*GIVEN PROBLEM*. Starting with the line that contains "point: the waterfall, center", reproduce each line through the end of the listing below, with no other output.

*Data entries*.
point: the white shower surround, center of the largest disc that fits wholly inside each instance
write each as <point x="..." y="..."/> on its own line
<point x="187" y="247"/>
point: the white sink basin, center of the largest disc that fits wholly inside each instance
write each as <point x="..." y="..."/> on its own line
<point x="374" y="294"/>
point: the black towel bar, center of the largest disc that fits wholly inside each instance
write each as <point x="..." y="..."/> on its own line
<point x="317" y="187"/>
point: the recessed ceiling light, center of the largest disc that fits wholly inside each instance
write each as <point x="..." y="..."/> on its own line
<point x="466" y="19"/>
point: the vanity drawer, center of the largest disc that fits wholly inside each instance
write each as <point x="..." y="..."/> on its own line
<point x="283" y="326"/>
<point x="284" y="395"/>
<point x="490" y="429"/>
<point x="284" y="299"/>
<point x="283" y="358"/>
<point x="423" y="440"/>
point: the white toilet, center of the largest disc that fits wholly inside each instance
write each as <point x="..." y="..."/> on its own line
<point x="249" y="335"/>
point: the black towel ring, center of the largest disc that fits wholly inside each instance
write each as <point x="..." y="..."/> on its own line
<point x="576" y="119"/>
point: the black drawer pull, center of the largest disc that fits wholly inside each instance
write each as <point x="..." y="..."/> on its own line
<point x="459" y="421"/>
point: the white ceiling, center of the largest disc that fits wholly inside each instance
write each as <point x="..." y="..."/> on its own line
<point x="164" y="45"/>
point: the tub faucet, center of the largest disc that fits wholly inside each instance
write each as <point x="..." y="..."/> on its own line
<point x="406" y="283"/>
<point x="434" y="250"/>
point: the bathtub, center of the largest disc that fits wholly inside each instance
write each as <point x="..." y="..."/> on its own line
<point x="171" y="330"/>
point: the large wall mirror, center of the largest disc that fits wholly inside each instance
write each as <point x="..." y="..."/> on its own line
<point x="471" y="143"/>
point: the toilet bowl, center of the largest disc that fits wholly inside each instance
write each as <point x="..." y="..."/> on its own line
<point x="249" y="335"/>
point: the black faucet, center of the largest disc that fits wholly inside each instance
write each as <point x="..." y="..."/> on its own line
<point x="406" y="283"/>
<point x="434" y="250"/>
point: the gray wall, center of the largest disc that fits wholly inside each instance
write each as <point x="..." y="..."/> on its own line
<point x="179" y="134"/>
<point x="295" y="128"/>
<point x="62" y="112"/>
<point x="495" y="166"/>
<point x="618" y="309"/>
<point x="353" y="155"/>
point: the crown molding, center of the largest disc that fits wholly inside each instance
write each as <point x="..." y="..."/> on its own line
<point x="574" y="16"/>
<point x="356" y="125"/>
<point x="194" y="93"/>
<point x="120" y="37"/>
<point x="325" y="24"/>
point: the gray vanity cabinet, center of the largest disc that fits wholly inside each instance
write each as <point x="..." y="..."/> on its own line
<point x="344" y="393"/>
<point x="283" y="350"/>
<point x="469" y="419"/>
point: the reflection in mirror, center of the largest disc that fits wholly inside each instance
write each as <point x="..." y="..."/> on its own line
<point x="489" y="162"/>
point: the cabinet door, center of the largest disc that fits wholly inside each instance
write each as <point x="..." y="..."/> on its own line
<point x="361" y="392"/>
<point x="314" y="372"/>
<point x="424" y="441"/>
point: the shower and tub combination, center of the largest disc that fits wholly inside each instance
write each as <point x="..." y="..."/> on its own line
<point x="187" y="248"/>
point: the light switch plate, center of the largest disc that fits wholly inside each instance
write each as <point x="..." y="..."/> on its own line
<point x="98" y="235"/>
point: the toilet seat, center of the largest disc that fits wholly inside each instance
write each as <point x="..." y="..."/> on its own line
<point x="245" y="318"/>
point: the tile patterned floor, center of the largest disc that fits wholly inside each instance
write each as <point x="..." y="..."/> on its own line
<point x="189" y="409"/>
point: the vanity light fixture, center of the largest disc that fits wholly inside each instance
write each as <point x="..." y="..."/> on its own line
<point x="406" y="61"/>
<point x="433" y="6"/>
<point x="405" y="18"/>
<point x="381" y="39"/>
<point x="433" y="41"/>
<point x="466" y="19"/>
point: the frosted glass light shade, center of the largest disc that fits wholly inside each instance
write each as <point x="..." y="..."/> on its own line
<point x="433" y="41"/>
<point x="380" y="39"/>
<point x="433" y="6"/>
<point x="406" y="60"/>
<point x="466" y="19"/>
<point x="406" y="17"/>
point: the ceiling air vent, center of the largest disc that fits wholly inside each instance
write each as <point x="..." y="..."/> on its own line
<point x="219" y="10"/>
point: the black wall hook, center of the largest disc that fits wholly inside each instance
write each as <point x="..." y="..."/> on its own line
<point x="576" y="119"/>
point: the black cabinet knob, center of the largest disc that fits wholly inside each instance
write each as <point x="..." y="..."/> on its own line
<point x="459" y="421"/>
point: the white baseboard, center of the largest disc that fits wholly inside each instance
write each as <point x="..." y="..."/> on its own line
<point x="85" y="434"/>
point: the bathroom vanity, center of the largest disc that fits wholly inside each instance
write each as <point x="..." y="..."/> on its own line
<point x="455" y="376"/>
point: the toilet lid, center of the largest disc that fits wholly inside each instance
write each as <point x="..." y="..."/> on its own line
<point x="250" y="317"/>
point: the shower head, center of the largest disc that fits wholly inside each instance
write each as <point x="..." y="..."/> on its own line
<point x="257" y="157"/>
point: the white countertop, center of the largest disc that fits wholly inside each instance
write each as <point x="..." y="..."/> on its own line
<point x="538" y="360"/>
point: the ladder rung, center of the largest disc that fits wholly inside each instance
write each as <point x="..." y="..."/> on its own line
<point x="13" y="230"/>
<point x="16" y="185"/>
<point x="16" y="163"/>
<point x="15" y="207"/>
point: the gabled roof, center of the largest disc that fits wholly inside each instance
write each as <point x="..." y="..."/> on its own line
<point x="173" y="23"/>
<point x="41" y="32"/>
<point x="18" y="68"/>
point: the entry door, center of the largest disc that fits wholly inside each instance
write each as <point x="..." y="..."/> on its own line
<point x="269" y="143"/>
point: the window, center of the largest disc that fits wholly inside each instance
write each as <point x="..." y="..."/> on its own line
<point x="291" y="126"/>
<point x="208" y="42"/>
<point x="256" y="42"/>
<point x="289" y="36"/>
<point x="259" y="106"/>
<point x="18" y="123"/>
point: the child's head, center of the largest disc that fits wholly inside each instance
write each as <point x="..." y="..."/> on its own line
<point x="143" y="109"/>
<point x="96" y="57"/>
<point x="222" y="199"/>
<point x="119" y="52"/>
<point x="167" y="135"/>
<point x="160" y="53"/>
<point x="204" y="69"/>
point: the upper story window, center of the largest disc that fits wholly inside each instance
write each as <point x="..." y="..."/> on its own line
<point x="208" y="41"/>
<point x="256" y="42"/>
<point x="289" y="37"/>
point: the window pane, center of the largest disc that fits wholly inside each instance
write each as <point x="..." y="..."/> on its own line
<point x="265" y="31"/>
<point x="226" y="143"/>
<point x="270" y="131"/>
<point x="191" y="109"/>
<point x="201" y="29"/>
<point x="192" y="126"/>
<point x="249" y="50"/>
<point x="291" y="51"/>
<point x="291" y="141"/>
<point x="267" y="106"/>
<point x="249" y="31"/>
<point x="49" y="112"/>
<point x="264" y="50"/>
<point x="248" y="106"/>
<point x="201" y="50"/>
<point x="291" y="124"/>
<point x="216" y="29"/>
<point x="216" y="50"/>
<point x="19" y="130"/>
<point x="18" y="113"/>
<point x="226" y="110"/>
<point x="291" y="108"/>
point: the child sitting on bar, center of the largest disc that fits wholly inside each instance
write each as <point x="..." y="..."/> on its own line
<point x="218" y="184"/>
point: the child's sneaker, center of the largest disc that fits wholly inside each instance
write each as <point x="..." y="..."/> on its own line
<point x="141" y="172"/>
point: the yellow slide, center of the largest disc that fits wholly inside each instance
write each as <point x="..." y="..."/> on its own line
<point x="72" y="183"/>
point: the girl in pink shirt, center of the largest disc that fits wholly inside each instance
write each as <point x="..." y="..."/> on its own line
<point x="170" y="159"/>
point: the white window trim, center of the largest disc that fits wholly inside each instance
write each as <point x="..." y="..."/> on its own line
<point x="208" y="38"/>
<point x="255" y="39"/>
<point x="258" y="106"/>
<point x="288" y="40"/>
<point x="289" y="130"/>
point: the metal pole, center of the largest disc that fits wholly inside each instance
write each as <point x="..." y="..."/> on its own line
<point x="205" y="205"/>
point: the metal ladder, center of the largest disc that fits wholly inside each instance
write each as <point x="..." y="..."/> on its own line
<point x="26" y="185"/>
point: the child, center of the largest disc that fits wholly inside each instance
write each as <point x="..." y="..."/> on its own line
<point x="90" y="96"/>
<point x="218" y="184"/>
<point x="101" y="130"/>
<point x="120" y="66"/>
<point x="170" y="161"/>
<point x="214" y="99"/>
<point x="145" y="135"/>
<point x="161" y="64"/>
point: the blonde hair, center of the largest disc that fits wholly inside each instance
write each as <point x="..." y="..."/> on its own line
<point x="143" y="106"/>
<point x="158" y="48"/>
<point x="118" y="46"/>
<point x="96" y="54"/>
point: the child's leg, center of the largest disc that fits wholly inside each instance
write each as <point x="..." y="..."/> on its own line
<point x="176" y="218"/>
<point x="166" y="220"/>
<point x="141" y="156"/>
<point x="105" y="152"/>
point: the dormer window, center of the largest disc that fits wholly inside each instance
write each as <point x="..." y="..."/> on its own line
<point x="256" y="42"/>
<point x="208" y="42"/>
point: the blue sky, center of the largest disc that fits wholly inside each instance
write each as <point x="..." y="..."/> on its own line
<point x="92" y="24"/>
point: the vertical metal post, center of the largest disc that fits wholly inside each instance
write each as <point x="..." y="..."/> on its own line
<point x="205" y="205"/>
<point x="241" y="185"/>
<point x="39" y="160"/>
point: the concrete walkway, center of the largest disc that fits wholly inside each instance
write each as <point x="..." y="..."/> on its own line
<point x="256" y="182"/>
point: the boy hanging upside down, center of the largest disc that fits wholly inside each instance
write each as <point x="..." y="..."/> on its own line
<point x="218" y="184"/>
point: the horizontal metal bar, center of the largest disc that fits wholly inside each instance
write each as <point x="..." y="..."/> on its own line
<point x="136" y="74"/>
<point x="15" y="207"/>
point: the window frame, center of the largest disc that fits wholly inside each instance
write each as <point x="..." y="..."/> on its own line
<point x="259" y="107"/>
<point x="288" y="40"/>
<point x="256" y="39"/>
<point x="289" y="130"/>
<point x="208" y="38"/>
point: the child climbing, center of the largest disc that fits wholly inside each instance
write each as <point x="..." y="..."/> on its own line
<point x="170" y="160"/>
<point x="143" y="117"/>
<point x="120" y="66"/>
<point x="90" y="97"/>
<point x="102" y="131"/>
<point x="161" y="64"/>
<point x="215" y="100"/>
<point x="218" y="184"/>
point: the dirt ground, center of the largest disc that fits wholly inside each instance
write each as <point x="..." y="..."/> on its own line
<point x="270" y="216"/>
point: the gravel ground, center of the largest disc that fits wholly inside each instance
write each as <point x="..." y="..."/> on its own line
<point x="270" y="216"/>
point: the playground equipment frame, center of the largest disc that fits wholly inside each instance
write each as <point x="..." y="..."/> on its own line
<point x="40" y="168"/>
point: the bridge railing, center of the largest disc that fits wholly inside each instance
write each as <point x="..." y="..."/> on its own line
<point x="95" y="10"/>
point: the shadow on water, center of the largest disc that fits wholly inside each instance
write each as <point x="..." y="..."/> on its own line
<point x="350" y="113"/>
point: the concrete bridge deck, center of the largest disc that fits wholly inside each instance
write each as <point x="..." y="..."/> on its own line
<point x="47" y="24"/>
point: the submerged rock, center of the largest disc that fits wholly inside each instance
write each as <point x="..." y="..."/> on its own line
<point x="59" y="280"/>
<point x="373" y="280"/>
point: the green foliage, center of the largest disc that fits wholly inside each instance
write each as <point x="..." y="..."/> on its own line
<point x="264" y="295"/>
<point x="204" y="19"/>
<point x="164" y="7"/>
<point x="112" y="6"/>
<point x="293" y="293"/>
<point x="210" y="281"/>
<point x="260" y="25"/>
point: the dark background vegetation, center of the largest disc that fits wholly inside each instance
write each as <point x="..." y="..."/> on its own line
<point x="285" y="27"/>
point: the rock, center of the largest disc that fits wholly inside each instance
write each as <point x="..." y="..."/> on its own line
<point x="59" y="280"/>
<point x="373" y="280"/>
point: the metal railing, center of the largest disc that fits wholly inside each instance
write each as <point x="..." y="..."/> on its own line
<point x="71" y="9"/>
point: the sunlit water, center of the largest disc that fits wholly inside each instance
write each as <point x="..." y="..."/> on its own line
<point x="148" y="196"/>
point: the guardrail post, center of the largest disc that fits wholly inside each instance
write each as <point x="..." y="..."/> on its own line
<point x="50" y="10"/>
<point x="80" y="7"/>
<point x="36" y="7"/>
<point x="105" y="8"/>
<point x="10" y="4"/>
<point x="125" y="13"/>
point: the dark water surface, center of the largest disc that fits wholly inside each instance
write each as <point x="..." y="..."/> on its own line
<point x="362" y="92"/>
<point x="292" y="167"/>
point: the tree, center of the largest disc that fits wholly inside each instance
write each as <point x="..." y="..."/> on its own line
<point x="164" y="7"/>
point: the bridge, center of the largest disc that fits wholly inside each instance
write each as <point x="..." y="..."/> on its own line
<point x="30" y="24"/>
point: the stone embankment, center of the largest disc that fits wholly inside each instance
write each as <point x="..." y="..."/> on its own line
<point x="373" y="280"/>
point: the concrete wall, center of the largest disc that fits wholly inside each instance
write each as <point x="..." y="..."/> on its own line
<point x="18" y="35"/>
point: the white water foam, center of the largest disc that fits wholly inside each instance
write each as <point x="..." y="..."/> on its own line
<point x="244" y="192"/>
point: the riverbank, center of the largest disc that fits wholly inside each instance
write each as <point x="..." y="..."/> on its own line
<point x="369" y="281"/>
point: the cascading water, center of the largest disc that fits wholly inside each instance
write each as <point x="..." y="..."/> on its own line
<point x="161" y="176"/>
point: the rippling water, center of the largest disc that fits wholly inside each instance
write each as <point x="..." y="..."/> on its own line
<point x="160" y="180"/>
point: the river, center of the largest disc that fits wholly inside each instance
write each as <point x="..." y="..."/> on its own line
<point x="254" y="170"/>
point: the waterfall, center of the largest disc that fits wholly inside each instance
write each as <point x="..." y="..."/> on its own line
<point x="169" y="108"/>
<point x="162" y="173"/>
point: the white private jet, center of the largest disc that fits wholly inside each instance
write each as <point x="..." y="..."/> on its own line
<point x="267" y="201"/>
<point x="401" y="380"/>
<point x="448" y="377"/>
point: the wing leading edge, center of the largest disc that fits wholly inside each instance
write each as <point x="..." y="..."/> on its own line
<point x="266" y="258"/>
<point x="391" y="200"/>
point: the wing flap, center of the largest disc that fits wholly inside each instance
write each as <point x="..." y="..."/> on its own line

*TASK OUTPUT*.
point: the waterfall, center of the largest disc that fits wholly inside each instance
write each as <point x="..." y="..."/> on its own line
<point x="169" y="108"/>
<point x="162" y="173"/>
point: the white private jet, center of the largest disc that fits wholly inside each instance
write each as <point x="..." y="..."/> on its own line
<point x="267" y="201"/>
<point x="401" y="380"/>
<point x="448" y="377"/>
point: the wing leading edge, center of the largest disc that fits wholly inside each instance
write each as <point x="..." y="..."/> on its own line
<point x="266" y="258"/>
<point x="391" y="200"/>
point: the wing flap, center of the largest disc that fits wholly inside each instance
write each as <point x="..." y="..."/> on its own line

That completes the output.